(Textauszug):
■ ■ ■ ■ ■

Nimm 2 Weisse Maden,kaufe dir Künstliche Rote Maden und Zieh davon 1ne zum Schluss auf!Hat genau den selben effekt und ist genauso fängig und nicht verboten.....

Mfg


----------



## Ahrendpower06 (28. Juli 2008)

*AW: Rote Maden*

Ich habe mal Maden mit Lebens Mittel Farbe eingefärbt ging ganz gut!!!!!!


----------



## Fischpaule (28. Juli 2008)

*AW: Rote Maden*

...am besten du gibst den Maden das Zeug aus den Knicklichtern zu fressen, dann kannst du sie als Glühwürmchen verangeln:vik:


----------



## magic feeder (28. Juli 2008)

*AW: Rote Maden*

hääää? wieso soll es angeblich in deutschland keine roten maden zu kaufen geben???


----------



## Krüger82 (28. Juli 2008)

*AW: Rote Maden*

Gesetzlich Verboten!!!!!!!!


----------



## jirgel (28. Juli 2008)

*AW: Rote Maden*

Hallo ich möchte schweinchenrosa gefärbte Maden mit Regenbogenfarbenen Popo( Hinterteil) und jodeln sollen sie auch noch  .

■ ■ ■ ■ ■

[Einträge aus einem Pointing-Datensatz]
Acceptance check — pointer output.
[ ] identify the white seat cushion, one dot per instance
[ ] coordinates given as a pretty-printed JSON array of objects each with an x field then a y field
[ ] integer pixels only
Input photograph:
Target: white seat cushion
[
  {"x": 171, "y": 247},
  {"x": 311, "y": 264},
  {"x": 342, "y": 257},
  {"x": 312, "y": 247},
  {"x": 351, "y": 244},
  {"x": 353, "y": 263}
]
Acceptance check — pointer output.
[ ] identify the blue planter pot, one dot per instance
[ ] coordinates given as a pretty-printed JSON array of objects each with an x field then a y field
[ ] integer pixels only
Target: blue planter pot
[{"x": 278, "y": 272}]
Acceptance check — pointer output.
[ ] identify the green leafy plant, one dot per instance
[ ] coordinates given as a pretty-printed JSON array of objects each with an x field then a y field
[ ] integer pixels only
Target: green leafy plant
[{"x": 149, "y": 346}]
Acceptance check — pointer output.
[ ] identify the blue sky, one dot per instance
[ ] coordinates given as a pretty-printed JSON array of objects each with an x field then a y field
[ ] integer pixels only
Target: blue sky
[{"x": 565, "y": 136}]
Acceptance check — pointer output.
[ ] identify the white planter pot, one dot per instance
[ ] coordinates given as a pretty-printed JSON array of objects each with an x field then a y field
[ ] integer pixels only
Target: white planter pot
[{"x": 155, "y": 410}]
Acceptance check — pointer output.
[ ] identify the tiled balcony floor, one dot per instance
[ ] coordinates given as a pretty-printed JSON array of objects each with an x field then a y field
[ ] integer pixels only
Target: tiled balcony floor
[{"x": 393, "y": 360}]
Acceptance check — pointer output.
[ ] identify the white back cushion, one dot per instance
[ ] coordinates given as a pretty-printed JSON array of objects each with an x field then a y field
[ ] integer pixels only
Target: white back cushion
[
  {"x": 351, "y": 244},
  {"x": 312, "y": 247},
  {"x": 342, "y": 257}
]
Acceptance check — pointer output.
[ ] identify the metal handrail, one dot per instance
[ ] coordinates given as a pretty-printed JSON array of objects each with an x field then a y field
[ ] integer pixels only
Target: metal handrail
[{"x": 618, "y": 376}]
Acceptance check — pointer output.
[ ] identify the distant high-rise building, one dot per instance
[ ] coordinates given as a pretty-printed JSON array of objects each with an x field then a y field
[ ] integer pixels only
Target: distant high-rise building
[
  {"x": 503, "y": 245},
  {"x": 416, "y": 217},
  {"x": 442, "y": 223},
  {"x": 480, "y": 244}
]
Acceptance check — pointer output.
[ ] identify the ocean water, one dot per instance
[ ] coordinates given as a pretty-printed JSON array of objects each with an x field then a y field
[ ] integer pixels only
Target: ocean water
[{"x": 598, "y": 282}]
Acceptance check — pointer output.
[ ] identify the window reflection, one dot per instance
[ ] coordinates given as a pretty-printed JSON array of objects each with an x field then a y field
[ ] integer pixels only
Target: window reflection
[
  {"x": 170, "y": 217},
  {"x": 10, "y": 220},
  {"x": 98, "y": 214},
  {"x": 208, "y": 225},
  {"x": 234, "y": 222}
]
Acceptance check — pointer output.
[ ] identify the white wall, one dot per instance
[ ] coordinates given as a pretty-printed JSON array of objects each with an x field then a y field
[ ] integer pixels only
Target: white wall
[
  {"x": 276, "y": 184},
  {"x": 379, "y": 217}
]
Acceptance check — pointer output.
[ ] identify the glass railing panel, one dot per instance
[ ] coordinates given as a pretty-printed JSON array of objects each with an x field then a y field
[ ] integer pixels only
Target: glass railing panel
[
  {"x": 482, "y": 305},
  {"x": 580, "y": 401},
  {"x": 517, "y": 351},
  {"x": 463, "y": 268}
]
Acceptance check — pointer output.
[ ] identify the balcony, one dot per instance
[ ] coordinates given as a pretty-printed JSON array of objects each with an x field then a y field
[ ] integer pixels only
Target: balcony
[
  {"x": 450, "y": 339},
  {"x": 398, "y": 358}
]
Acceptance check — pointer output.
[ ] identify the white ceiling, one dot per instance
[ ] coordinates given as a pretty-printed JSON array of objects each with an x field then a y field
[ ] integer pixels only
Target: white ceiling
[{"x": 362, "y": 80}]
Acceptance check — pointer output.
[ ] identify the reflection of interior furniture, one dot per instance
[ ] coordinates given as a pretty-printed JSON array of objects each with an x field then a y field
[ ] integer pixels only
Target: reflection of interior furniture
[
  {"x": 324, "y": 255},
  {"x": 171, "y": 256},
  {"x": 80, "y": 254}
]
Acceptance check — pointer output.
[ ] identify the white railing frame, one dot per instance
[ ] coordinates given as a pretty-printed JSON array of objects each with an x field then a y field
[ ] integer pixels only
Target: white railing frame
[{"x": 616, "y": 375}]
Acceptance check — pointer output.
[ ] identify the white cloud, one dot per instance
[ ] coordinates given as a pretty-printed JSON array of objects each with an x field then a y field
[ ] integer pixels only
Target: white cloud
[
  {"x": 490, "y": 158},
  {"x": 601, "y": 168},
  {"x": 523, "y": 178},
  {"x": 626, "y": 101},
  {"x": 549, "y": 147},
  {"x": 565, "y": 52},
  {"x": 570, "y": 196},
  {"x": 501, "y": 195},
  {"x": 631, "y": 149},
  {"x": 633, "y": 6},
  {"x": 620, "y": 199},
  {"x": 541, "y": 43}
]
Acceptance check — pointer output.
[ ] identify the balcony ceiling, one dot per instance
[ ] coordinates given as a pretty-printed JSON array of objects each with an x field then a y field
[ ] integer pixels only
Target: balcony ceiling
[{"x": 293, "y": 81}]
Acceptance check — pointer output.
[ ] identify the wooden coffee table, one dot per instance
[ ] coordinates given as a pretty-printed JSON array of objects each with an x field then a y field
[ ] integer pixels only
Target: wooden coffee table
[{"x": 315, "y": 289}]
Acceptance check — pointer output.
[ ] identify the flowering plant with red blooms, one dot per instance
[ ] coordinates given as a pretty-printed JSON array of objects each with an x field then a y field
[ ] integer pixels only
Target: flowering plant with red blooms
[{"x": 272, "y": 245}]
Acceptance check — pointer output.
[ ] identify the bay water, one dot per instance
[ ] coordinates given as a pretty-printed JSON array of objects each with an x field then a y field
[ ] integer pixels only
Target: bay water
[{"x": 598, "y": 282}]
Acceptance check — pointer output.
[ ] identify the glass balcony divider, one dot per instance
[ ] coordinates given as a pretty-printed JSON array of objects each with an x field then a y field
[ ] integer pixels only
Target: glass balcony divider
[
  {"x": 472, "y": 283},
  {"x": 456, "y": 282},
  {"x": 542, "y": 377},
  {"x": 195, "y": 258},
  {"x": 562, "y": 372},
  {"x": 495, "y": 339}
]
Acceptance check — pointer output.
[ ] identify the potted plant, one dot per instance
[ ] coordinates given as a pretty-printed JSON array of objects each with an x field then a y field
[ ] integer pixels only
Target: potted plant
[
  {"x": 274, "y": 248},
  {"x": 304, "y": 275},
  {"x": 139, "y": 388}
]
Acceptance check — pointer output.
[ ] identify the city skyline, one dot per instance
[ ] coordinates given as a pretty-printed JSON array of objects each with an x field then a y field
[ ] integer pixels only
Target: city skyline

■ ■ ■ ■ ■

(Worum es geht):
Schreiben Sie aus dem Textauszug über rote Maden die Passage von "Nimm 2 Weisse" bis einschließlich "und nicht verboten....." wortgetreu ab.

(Lösung):
Nimm 2 Weisse Maden,kaufe dir Künstliche Rote Maden und Zieh davon 1ne zum Schluss auf!Hat genau den selben effekt und ist genauso fängig und nicht verboten.....